* Saved entries *
■ ■ ■ ■ ■
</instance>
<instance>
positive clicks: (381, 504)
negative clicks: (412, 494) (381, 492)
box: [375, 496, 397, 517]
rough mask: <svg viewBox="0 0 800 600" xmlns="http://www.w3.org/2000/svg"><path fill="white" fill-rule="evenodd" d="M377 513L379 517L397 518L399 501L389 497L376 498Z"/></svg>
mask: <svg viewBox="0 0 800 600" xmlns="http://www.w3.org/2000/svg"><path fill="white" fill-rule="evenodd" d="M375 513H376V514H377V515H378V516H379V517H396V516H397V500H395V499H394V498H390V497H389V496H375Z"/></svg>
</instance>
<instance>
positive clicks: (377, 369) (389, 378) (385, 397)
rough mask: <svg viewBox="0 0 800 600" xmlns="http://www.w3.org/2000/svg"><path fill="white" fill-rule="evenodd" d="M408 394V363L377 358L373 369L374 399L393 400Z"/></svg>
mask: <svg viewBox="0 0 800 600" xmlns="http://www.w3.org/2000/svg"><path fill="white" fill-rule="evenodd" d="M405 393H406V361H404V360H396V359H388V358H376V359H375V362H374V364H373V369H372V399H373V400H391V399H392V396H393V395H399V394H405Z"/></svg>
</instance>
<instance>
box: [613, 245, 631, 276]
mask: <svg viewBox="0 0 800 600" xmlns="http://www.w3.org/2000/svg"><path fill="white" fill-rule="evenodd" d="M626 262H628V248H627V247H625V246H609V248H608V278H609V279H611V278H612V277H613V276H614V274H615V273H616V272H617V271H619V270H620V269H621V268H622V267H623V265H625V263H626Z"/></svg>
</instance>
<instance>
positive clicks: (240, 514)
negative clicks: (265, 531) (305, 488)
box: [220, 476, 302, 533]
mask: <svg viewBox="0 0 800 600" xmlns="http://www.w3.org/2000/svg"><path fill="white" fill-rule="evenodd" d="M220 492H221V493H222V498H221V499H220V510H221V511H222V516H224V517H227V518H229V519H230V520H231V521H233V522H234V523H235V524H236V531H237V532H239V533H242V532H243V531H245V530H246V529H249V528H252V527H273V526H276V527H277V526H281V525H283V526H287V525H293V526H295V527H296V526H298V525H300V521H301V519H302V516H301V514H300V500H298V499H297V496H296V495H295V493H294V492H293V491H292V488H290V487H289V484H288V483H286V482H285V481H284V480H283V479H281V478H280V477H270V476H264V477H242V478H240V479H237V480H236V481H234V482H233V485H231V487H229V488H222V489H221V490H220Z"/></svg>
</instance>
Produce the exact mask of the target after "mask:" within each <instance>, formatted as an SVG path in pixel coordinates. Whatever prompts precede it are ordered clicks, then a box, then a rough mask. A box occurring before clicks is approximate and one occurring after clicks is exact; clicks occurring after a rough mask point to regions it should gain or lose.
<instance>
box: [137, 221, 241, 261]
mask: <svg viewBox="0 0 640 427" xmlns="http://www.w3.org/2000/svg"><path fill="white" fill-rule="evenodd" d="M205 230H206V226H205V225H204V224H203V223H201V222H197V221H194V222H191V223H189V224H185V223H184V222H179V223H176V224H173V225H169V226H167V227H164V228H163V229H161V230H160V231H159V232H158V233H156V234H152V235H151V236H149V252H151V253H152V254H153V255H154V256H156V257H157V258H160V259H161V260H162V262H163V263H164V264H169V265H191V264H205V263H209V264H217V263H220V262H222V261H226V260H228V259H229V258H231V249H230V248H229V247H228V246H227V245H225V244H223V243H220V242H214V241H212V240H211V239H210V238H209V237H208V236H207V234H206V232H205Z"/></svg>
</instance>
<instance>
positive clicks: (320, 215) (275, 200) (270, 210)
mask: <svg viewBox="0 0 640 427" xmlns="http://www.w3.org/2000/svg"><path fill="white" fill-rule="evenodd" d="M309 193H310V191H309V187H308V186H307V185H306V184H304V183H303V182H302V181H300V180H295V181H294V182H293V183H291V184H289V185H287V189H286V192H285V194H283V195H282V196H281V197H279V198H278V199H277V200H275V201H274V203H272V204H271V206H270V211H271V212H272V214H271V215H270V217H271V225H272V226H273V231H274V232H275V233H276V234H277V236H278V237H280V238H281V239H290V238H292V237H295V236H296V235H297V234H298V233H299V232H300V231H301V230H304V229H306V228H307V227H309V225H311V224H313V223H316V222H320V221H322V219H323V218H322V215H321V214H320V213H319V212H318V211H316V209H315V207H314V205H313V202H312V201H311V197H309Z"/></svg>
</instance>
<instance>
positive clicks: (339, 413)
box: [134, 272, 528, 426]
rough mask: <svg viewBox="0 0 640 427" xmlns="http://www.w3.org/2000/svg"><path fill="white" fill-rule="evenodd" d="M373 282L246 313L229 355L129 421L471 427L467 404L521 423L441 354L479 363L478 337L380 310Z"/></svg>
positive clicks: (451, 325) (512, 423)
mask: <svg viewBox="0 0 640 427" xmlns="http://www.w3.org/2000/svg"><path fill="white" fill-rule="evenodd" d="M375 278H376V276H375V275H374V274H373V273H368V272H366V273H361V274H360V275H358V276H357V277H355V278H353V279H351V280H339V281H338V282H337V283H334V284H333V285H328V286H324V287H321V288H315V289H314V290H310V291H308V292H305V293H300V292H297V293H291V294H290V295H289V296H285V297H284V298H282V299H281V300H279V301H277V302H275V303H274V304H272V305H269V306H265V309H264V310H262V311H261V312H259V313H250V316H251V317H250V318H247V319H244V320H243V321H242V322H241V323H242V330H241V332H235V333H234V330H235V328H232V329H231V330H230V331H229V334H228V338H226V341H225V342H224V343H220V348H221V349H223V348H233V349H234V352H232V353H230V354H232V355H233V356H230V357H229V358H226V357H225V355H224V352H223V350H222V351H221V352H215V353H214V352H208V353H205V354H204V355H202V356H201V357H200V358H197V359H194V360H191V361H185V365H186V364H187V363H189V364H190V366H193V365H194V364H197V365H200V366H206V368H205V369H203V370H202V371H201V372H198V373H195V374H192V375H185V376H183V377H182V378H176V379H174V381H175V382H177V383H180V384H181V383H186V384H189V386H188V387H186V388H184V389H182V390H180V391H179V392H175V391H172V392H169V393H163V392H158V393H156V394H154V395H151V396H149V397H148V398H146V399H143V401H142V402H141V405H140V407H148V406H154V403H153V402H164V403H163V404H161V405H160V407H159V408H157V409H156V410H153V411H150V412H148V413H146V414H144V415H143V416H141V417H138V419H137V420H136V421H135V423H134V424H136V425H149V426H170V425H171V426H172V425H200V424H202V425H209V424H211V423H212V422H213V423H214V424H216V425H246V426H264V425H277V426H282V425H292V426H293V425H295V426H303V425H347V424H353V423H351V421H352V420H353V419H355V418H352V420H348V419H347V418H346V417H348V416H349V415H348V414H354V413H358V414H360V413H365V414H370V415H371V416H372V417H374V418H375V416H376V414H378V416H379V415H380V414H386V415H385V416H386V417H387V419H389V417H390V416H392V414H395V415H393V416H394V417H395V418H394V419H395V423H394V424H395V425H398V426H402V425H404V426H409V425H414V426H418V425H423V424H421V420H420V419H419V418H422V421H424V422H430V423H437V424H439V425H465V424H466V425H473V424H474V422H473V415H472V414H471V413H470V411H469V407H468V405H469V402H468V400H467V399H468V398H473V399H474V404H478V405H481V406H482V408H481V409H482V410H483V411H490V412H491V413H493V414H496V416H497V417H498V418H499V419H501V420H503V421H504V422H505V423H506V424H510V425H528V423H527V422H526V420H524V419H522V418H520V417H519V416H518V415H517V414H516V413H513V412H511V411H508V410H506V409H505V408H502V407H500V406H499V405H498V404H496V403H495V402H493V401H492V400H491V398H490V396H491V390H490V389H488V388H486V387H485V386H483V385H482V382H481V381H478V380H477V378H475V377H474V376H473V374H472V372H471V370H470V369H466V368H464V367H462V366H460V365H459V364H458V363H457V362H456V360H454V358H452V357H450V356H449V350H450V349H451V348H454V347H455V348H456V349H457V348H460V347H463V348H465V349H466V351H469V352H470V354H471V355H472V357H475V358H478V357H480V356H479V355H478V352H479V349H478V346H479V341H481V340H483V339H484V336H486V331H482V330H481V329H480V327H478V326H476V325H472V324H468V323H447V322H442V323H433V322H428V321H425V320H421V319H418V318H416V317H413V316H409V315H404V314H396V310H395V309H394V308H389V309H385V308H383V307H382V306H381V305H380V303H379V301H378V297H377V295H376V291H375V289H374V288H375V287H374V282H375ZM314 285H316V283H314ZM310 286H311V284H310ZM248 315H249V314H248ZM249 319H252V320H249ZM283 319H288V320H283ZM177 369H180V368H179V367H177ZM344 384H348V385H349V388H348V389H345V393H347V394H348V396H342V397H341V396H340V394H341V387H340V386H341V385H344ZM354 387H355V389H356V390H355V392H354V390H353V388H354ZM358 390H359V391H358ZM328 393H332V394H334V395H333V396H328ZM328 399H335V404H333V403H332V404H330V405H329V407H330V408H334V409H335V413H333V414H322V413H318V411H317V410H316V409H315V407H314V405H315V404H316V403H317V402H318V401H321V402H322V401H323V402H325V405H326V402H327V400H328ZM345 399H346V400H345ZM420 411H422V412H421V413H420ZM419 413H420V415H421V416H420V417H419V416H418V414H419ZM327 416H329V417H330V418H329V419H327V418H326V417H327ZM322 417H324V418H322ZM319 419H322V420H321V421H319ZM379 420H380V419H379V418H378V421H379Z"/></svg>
■ ■ ■ ■ ■
* Work instructions *
Among the lines of the data, which ones contain the word "negative"? Show them.

* Solution for this exercise *
negative clicks: (412, 494) (381, 492)
negative clicks: (265, 531) (305, 488)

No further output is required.